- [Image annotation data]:
BEGIN

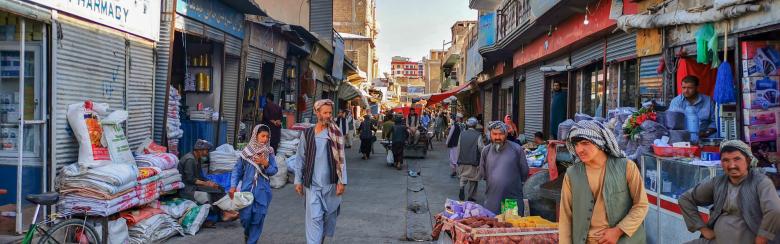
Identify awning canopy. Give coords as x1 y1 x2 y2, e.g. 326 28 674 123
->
422 81 472 106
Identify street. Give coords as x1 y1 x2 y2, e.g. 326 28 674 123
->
167 140 476 244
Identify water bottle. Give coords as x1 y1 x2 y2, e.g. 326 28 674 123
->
685 106 699 144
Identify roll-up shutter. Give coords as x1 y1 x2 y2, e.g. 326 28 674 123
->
204 25 225 43
568 39 604 68
501 74 515 89
126 41 155 149
607 31 636 62
225 35 241 57
639 56 661 78
52 15 127 169
155 4 173 142
246 47 263 79
175 14 205 36
524 65 544 138
222 57 241 143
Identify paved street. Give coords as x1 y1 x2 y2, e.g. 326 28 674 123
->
168 138 470 244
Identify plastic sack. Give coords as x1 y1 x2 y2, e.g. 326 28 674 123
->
92 218 130 244
67 100 111 168
270 155 287 188
100 110 135 163
179 203 210 235
135 137 168 154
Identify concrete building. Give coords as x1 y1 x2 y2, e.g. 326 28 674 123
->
333 0 379 81
422 49 446 93
390 56 425 79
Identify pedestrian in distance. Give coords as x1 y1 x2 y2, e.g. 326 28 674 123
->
558 120 648 244
358 115 376 160
263 93 282 150
390 117 409 170
290 99 347 244
479 121 528 213
457 117 482 202
229 124 278 244
679 140 780 244
447 113 465 178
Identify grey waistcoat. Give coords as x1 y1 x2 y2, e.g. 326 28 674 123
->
566 157 647 244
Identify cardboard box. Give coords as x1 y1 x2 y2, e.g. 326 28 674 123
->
742 108 780 125
742 76 780 93
740 41 780 60
745 123 777 142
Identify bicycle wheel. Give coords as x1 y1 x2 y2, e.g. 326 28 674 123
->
38 219 102 244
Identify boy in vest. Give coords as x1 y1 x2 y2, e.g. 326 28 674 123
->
558 120 648 244
679 140 780 244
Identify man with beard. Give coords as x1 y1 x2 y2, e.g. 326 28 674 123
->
679 140 780 244
290 99 347 244
480 121 528 213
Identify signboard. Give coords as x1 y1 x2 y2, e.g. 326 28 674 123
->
30 0 160 41
176 0 244 39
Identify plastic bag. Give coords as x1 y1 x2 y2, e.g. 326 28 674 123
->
67 100 111 168
214 191 255 211
179 204 211 235
100 110 135 163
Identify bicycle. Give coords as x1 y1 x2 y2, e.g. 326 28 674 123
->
21 192 102 244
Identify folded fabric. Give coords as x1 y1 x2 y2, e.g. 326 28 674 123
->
138 167 162 180
119 207 163 226
135 153 179 170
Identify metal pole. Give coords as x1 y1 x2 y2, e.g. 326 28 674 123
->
16 17 26 234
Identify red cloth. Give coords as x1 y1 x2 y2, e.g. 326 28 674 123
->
677 58 718 97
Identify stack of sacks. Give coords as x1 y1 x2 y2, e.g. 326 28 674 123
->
160 168 184 193
166 86 184 154
127 213 184 244
209 144 240 174
57 164 138 216
135 167 162 205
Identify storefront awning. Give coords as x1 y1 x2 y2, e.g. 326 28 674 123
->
421 81 472 106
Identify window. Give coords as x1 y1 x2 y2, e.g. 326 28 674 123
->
576 62 604 117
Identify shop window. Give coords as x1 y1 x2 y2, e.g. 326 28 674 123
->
576 63 604 117
606 59 641 109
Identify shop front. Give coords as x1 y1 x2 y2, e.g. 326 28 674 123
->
165 0 250 155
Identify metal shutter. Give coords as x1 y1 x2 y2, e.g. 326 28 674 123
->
52 15 126 169
607 31 636 62
127 41 154 149
639 56 661 79
225 35 242 57
154 6 173 143
175 14 205 36
246 46 263 80
222 57 241 143
568 39 604 68
501 74 515 89
523 64 544 138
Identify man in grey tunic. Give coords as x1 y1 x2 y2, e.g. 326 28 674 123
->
480 121 528 214
679 140 780 244
290 99 347 244
457 117 482 202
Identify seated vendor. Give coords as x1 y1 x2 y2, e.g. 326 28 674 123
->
669 75 718 138
676 140 780 244
178 139 230 228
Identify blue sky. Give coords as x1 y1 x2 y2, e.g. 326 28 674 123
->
376 0 477 75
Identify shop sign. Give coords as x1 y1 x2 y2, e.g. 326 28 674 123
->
176 0 244 39
30 0 160 41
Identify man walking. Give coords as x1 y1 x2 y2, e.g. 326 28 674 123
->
457 117 482 202
480 121 528 213
291 99 347 244
447 113 463 178
679 140 780 244
263 93 282 151
558 120 648 244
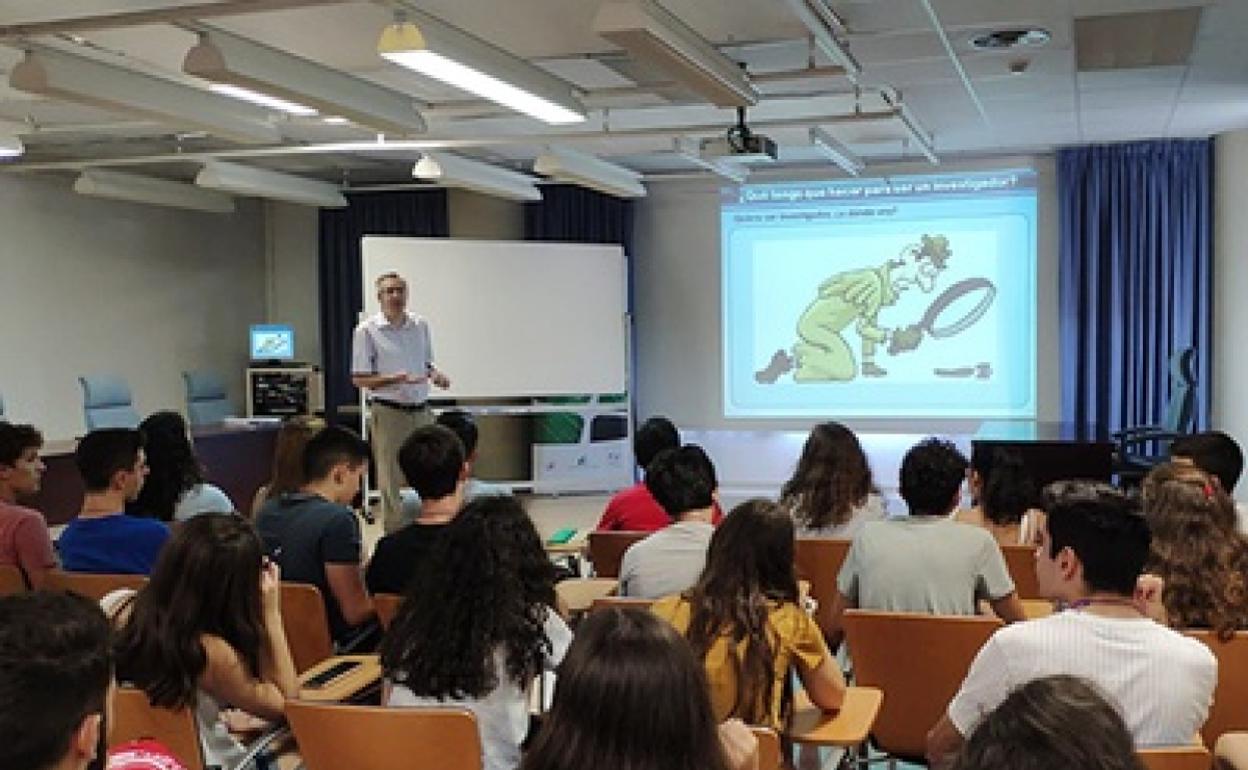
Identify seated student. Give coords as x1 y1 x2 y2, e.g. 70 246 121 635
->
256 427 374 646
57 428 168 575
250 414 324 519
651 500 845 729
0 592 115 770
780 422 886 539
1143 463 1248 640
598 417 724 532
1171 431 1248 535
366 426 468 594
102 515 300 770
0 421 56 588
619 444 719 599
826 438 1023 648
953 444 1043 545
381 496 572 770
520 608 759 770
952 676 1144 770
927 482 1218 765
126 412 235 522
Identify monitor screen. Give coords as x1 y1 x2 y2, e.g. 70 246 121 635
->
251 323 295 361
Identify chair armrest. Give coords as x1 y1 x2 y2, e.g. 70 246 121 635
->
785 688 884 746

END

- [GOAL]:
Which lines in the entries above contain the word "awning"? List each one in full.

- [EXERCISE RESPONSE]:
Identify awning canopy. Give coords as x1 y1 x2 y2, e.g. 326 28 674 123
Identify storefront awning. Give coords as x1 y1 x2 y2, e.g. 326 28 674 123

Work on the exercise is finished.